= EXTRAHIERTER TEXT =
-------------------------

Was ist der Unterschied zwischen der Kirche und der Kirsche? Man kann sich an beiden die Zähne ausbeißen. Aber der „Markenkern“ der Kirsche ist biologisch abbaubar. Spaß beiseite, gerade an der katholischen Kirche könnte ein Markenberater verzweifeln. Immer wenn man denkt, dass gerade wieder etwas an Glaubwürdigkeit aufgebaut wurde, zertrampelt ein Skandal oder eine reaktionäre Meinungsäußerung den zurückgewonnenen Goodwill. Schade, haben doch die Kirchen auch viele sozial sinnvolle Aktivitäten in ihrem Programm!
Wenn man Hochschullehrer für ein Fachgebiet ist, das sich auch mit den „weichen“ Faktoren der Unternehmensführung befasst, weiß man, dass Glauben ein wesentliches Managementprinzip ist. Man muss an seine Mitarbeiter genauso wie an sich glauben, man muss an die Vision des eigenen Unternehmens glauben, genauso an die Entschlossenheit der Wettbewerber. Und man muss glauben, dass Zukunft kein sich unabhängig von einem selbst entwickelndes Fatum ist. Eine der Möglichkeiten für ein Unternehmen und sein Management, Zukunft für sich zu beeinflussen, ist das Konstrukt der Marke. Bilden sie doch den Vertrauens-Vorschuss beim Kunden, der letztlich das Band zwischen Angebot und Nachfrage verknotet. Deswegen ist es für das Management und seine Strategie gleichermaßen wichtig, eine Marke im Markt darzustellen. Was dabei häufig vergessen wird, ist, dass es mit dieser Form der Management-„Mode“ noch lange nicht getan ist. Es muss zur Mission der gesamten Mannschaft des Unternehmens werden, sozusagen zum genetischen Code generieren. Das lässt sich nicht von der Kanzel herunter verordnen, sondern muss gemeinsam geträumt, gedacht, gelebt und geliebt werden. Alles andere ist nur aufgesetzt und wird schnell vom Markt durchschaut – mit dem Ergebnis, dass sich die Menschen anderen Marken zuwenden. Ein Problem, das nicht nur Unternehmen, sondern auch Organisationen wie die Kirche haben. Nicht von ungefähr verzeichnen diese aktuell einen Rekord an Kirchenaustritten.
Was kann die Kirche vom Konstrukt „Marke“ lernen? Das war Gegenstand eines Berichtes von Jan-Philip Borchert, der sich u.a. auf ein Interview mit mir bezog. Veröffentlicht wurden die Aussagen unter der Überschrift „Zwischen Glaube und Geschäft“ am 24. März 2016 in der Zeitung B_Local. Diese Zeitung war ein Projekt der Axel-Springer-Akademie und wurde von Volontären produziert. Und für 80 Cent wurde die Zeitung in Berlin verkauft. Wenig Geld für neue „Grenz-Erfahrungen“ mit dem Glauben – so lautete nämlich das Schwerpunkt-Thema der damaligen Ausgabe. Wenn ich also im kommenden November im österreichischen Dornbirn „Zur Verantwortungslosigkeit von Marken“ referieren darf, dann kann es durchaus zur konstruktiven Kontroverse zwischen dem Jenseits und dem Diesseits, zwischen Monstranz und Mercedes-Stern kommen. Dank an Klaus Kofler für die Einladung zum Future Talk 2023!

-------------------------

[Freitextbeschreibungen von Objekten]
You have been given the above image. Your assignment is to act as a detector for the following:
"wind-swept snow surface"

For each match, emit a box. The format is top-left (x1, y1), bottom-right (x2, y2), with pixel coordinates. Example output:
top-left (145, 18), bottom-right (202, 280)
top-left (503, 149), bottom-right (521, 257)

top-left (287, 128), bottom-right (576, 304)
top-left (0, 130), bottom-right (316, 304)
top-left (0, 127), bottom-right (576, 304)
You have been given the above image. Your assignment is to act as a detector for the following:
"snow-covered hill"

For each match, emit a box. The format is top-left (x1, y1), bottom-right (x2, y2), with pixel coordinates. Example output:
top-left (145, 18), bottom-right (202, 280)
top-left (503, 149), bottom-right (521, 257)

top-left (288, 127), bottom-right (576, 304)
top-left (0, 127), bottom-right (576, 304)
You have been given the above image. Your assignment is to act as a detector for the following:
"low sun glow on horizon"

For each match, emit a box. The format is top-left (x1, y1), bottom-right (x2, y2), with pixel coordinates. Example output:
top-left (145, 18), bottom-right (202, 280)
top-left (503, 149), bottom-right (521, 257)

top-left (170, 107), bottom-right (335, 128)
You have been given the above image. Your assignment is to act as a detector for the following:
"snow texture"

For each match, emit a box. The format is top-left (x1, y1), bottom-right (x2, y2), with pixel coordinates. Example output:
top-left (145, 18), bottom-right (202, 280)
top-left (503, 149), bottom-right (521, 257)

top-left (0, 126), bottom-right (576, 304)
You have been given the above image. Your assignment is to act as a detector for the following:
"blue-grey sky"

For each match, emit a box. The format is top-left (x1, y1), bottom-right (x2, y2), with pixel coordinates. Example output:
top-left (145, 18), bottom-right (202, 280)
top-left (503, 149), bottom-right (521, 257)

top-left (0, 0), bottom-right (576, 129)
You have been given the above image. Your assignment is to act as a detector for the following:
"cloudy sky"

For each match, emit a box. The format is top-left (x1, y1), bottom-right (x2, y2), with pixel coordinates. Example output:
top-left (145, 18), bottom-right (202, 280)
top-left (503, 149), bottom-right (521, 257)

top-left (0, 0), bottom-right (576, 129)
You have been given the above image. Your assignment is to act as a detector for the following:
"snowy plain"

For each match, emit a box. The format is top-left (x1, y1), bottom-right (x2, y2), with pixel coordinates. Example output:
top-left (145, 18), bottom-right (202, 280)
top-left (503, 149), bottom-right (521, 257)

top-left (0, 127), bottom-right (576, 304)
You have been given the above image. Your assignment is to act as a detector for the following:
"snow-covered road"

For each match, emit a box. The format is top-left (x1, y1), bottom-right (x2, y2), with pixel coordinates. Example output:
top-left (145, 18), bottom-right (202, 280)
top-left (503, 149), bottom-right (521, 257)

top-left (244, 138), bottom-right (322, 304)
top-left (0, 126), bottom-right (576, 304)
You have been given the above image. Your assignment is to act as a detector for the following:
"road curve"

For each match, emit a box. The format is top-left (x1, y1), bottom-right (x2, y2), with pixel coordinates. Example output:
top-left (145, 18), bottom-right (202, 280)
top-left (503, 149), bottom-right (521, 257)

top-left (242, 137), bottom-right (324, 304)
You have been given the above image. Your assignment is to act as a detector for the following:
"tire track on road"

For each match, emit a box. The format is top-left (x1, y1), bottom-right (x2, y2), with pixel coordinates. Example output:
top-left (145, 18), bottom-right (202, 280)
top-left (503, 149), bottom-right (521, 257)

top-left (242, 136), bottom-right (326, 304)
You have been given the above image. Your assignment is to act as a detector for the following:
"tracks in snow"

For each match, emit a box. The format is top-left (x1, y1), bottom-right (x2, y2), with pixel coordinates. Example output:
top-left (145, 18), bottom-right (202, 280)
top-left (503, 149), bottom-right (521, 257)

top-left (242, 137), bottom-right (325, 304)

-------------------------

Bitte tippen Sie aus dem Text über Kirche und Marke den Abschnitt ab, der mit den Worten „Was kann die“ beginnt und nach „Future Talk 2023!“ endet.

Was kann die Kirche vom Konstrukt „Marke“ lernen? Das war Gegenstand eines Berichtes von Jan-Philip Borchert, der sich u.a. auf ein Interview mit mir bezog. Veröffentlicht wurden die Aussagen unter der Überschrift „Zwischen Glaube und Geschäft“ am 24. März 2016 in der Zeitung B_Local. Diese Zeitung war ein Projekt der Axel-Springer-Akademie und wurde von Volontären produziert. Und für 80 Cent wurde die Zeitung in Berlin verkauft. Wenig Geld für neue „Grenz-Erfahrungen“ mit dem Glauben – so lautete nämlich das Schwerpunkt-Thema der damaligen Ausgabe. Wenn ich also im kommenden November im österreichischen Dornbirn „Zur Verantwortungslosigkeit von Marken“ referieren darf, dann kann es durchaus zur konstruktiven Kontroverse zwischen dem Jenseits und dem Diesseits, zwischen Monstranz und Mercedes-Stern kommen. Dank an Klaus Kofler für die Einladung zum Future Talk 2023!